CONSIGNE: Remplace « conseillers municipaux » par « élus » dans le texte sur la séance consacrée au service urbanisme, puis réécris le passage qui commence aux mots « Ils sont au » et s'arrête après « une de plus. ».

Ils sont au fond, une quarantaine de personnes sont assises face à la tribune présidentielle, au centre de laquelle trône le Prez’. Ce dernier me jette un regard interrogateur mais je m’en détourne : je cherche calmement, tout en avançant, une possibilité pour m’asseoir. Au dernier rang des spectateurs, j’observe deux conseillers municipaux de Montclar-Lauragais, une chaise est libre à côté d’eux, je m’y asseois. La séance démarre sur les chapeaux de roue. Ça va durer 35 minutes, pas une de plus.
Il faut désigner un secrétaire de séance. Alors je vais désigner M. ?, de St-Germier. Ça vous va ? Alors c’est bon. Et Pierre Izard passe au sujet principal de la séance : la création d’un service urbanisme. Je synthétise ici l’origine de cette proposition d’après ce que j’en ai compris : la loi Alur met fin au 1er juillet 2015 à la mise à disposition gratuite des services de l’État en matière d’Application du Droit des Sols (A.D.S.) à toutes communes compétentes dès lors qu’elles appartiennent à une communauté de 10 000 habitants et plus. La loi dit donc que pour instruire un permis de construire, si l’on veut bénéficier des services de l’État, il faudrait payer. Sauf que l’État n’est pas parti pour cette réforme-là, celle qui est inscrite dans la loi : il ne veut visiblement pas mettre en place un service payant, il veut cesser d’instruire, pour que les communautés de communes créent et gèrent elles-mêmes le service A.D.S. Le « désengagement » de l’État est ainsi massif. Il équivaut à un « déplacement » sur trois ans de 1 218 « équivalents temps plein » des DDT aux collectivités territoriales et leurs groupements(*). Cela signifie des économies de charges pour l’État et de nouveaux impôts locaux pour les particuliers bien entendus. Et surtout, cela instaure une relation monétarisée client-fournisseur entre la commune et sa communauté de communes, là où il y avait un service et des échanges gratuits avec l’État.

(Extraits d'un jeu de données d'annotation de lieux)
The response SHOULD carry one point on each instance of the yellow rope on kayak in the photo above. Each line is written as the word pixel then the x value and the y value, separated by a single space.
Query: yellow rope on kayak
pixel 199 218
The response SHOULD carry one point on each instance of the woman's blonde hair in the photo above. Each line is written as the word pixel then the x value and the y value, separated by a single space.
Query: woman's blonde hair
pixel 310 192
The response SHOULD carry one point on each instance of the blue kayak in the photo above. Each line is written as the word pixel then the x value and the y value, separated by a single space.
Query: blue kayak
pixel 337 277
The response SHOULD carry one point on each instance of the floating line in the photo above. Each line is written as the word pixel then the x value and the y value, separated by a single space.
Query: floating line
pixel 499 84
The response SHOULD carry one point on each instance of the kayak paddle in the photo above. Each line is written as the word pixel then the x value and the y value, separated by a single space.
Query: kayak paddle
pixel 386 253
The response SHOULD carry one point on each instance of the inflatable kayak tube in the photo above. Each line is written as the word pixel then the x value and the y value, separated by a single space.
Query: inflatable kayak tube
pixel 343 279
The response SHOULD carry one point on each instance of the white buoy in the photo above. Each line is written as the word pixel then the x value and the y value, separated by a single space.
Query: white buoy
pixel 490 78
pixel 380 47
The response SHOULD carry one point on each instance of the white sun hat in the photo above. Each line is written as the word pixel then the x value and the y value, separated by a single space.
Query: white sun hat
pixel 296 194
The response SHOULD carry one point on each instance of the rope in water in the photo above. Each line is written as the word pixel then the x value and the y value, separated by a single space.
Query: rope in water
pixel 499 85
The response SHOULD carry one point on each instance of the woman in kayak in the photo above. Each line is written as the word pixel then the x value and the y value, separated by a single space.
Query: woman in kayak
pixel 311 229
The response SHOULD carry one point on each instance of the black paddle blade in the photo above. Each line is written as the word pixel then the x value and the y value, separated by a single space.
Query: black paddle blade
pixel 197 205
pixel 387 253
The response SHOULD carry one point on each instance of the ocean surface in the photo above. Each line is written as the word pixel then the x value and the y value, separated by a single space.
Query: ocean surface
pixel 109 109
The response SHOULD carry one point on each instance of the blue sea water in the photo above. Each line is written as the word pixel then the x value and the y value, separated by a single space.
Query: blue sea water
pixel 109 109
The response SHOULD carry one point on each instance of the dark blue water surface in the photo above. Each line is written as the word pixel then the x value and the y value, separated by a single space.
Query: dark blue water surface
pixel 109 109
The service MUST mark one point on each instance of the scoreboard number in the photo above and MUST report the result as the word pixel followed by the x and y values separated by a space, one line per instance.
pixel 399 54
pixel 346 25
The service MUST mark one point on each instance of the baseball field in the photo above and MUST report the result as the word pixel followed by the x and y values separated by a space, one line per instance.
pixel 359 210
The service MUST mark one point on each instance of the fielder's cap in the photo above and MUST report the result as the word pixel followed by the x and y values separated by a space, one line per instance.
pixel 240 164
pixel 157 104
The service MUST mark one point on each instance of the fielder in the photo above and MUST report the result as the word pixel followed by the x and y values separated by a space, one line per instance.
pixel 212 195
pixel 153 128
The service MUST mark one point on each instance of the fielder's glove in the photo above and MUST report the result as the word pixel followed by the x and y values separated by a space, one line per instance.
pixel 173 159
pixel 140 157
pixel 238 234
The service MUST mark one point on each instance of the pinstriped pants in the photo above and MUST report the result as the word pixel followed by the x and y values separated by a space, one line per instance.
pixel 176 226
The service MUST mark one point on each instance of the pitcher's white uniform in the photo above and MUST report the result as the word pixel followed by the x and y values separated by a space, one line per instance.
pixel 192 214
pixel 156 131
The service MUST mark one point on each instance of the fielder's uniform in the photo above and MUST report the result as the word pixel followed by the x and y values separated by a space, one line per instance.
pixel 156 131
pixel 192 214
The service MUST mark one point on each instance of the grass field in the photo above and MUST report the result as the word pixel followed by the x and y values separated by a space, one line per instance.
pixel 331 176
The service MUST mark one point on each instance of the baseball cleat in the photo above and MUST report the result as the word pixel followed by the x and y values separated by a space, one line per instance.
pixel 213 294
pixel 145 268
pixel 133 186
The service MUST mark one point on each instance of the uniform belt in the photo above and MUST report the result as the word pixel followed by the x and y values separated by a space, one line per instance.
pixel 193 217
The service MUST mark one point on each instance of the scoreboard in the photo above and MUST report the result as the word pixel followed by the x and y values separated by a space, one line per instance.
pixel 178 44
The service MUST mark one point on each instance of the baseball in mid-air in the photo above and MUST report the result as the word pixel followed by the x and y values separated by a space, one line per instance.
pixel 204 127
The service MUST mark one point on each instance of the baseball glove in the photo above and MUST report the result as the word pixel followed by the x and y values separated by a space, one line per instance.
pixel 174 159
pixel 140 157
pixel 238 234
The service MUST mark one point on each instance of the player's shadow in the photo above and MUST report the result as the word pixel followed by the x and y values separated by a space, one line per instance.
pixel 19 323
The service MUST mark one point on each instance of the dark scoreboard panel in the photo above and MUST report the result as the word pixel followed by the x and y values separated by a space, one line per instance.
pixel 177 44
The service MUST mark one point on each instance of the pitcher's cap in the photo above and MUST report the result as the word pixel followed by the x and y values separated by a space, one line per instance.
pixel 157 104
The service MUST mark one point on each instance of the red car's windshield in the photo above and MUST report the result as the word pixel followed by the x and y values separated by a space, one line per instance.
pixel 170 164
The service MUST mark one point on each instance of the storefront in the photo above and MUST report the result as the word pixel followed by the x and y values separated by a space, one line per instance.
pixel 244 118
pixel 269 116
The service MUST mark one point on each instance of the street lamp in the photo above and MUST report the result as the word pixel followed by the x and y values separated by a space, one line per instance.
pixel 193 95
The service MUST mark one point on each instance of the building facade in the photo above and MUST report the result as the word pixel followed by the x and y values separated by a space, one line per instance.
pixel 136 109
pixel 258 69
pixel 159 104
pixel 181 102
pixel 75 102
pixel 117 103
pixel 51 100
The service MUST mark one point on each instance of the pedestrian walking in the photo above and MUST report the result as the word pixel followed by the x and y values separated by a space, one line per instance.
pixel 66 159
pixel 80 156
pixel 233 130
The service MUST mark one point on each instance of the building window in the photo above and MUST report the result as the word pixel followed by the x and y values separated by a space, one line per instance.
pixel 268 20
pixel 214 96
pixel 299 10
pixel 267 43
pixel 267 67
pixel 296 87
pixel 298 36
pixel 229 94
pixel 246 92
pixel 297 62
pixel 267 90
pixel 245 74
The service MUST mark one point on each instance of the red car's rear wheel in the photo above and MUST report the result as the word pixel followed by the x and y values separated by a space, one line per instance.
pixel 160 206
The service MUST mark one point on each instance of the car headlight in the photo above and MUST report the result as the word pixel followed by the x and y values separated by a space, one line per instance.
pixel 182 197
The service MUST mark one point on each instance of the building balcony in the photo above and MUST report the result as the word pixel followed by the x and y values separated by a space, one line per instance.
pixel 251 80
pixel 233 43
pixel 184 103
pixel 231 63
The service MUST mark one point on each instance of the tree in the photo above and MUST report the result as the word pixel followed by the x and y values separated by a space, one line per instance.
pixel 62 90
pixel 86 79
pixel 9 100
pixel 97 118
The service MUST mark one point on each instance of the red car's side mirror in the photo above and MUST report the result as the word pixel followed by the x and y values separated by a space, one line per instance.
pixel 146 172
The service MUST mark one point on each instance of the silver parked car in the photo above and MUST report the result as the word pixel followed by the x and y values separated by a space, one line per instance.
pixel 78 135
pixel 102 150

CORRIGÉ:
Ils sont au fond, une quarantaine de personnes sont assises face à la tribune présidentielle, au centre de laquelle trône le Prez’. Ce dernier me jette un regard interrogateur mais je m’en détourne : je cherche calmement, tout en avançant, une possibilité pour m’asseoir. Au dernier rang des spectateurs, j’observe deux élus de Montclar-Lauragais, une chaise est libre à côté d’eux, je m’y asseois. La séance démarre sur les chapeaux de roue. Ça va durer 35 minutes, pas une de plus.